**PROBLEM REQUIREMENTS**
When responding, copy every record below exactly as it appears.

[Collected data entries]
--- START ---
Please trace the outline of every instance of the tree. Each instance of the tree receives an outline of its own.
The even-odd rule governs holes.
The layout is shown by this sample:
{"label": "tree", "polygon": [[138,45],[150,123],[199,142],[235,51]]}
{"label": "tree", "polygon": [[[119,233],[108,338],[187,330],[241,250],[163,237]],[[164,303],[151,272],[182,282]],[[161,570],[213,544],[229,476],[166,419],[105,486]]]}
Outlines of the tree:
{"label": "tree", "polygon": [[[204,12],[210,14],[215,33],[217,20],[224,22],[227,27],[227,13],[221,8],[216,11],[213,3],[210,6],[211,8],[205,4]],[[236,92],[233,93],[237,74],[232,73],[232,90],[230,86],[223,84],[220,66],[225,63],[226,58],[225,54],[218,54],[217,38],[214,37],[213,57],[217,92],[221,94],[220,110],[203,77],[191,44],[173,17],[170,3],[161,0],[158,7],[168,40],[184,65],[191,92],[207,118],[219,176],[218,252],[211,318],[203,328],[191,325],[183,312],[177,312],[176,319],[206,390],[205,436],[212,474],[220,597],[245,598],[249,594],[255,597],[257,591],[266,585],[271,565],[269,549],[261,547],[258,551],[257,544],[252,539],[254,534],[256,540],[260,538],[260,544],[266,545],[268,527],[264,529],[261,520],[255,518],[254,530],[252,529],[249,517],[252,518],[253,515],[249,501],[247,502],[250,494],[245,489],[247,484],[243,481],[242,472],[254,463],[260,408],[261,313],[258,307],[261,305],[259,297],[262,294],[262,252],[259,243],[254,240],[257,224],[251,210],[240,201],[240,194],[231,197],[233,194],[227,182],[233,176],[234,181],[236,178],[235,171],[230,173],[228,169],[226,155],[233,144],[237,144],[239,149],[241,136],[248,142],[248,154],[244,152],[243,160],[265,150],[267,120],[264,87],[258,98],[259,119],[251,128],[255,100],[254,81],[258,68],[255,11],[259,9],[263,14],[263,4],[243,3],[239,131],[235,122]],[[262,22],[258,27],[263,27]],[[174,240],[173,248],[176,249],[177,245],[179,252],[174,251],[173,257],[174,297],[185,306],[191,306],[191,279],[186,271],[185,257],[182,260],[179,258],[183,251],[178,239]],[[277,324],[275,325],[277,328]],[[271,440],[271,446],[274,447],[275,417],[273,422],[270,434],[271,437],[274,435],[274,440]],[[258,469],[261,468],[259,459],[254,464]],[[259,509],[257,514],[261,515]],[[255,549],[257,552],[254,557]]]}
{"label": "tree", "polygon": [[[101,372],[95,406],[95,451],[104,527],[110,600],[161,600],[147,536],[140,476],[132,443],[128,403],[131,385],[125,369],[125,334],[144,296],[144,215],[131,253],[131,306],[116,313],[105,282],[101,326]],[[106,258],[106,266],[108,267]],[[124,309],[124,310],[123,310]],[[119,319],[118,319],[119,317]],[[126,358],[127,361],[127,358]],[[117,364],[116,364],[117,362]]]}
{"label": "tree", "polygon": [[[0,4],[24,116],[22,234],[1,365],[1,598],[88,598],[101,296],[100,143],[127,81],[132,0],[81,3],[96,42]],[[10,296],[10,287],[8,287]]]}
--- END ---
**RESULT FOR THIS TASK**
Please trace the outline of every instance of the tree. Each instance of the tree receives an outline of its own.
The even-odd rule governs holes.
The layout is shown by this sample:
{"label": "tree", "polygon": [[138,45],[150,123],[199,142],[235,51]]}
{"label": "tree", "polygon": [[[119,233],[108,338],[187,330],[241,250],[163,237]],[[164,303],[151,272],[182,282]],[[161,570],[213,544],[229,476],[166,419],[105,486]]]}
Outlines of the tree:
{"label": "tree", "polygon": [[[204,12],[210,14],[215,33],[217,20],[224,22],[227,27],[227,13],[221,8],[216,11],[213,3],[210,6],[211,8],[205,4]],[[236,92],[233,93],[237,74],[232,73],[232,90],[230,86],[223,84],[220,66],[225,63],[226,58],[225,54],[218,54],[217,38],[214,37],[213,57],[217,92],[221,94],[220,110],[203,77],[191,44],[173,17],[170,3],[161,0],[158,7],[168,40],[184,65],[191,92],[207,118],[219,176],[218,252],[211,318],[203,328],[191,325],[183,312],[177,312],[176,319],[206,390],[205,436],[212,474],[220,597],[245,598],[249,594],[255,597],[257,591],[266,585],[271,565],[269,549],[261,547],[258,551],[257,544],[252,539],[254,534],[256,540],[260,538],[260,544],[266,545],[268,527],[264,529],[261,520],[255,518],[254,530],[252,529],[249,517],[252,518],[253,515],[249,501],[247,502],[250,494],[245,489],[247,484],[243,481],[242,472],[254,463],[260,408],[261,313],[258,307],[261,305],[259,297],[262,294],[262,252],[259,243],[254,240],[257,224],[251,210],[240,201],[240,194],[231,197],[233,194],[227,182],[233,176],[234,181],[236,178],[235,171],[230,173],[228,169],[226,155],[233,144],[237,144],[239,149],[241,136],[248,142],[248,154],[244,152],[243,160],[265,150],[267,120],[264,87],[258,98],[259,119],[251,128],[255,100],[254,81],[258,68],[255,11],[259,9],[263,14],[263,4],[243,3],[239,131],[235,122]],[[262,22],[258,27],[263,27]],[[174,240],[173,248],[176,249],[177,245],[179,252],[174,251],[173,257],[174,297],[185,306],[191,306],[191,279],[186,271],[185,257],[182,260],[179,258],[183,251],[178,239]],[[277,324],[275,325],[277,328]],[[271,440],[271,446],[274,447],[275,417],[273,422],[270,434],[271,437],[274,435],[274,440]],[[258,469],[261,468],[259,459],[254,464]],[[259,509],[257,514],[261,515]],[[255,549],[257,552],[254,557]]]}
{"label": "tree", "polygon": [[[101,372],[95,406],[95,451],[104,527],[110,600],[161,600],[147,536],[140,476],[132,443],[128,403],[131,385],[125,369],[125,334],[144,296],[144,215],[131,253],[131,306],[116,313],[105,282],[101,326]],[[106,258],[106,266],[108,267]],[[124,309],[124,310],[123,310]],[[119,319],[118,319],[119,317]],[[126,358],[127,361],[127,358]],[[117,364],[116,364],[117,362]]]}
{"label": "tree", "polygon": [[[0,4],[24,116],[22,234],[1,365],[1,598],[88,598],[101,296],[100,143],[127,81],[132,0],[81,3],[96,42]],[[10,296],[10,287],[8,287]]]}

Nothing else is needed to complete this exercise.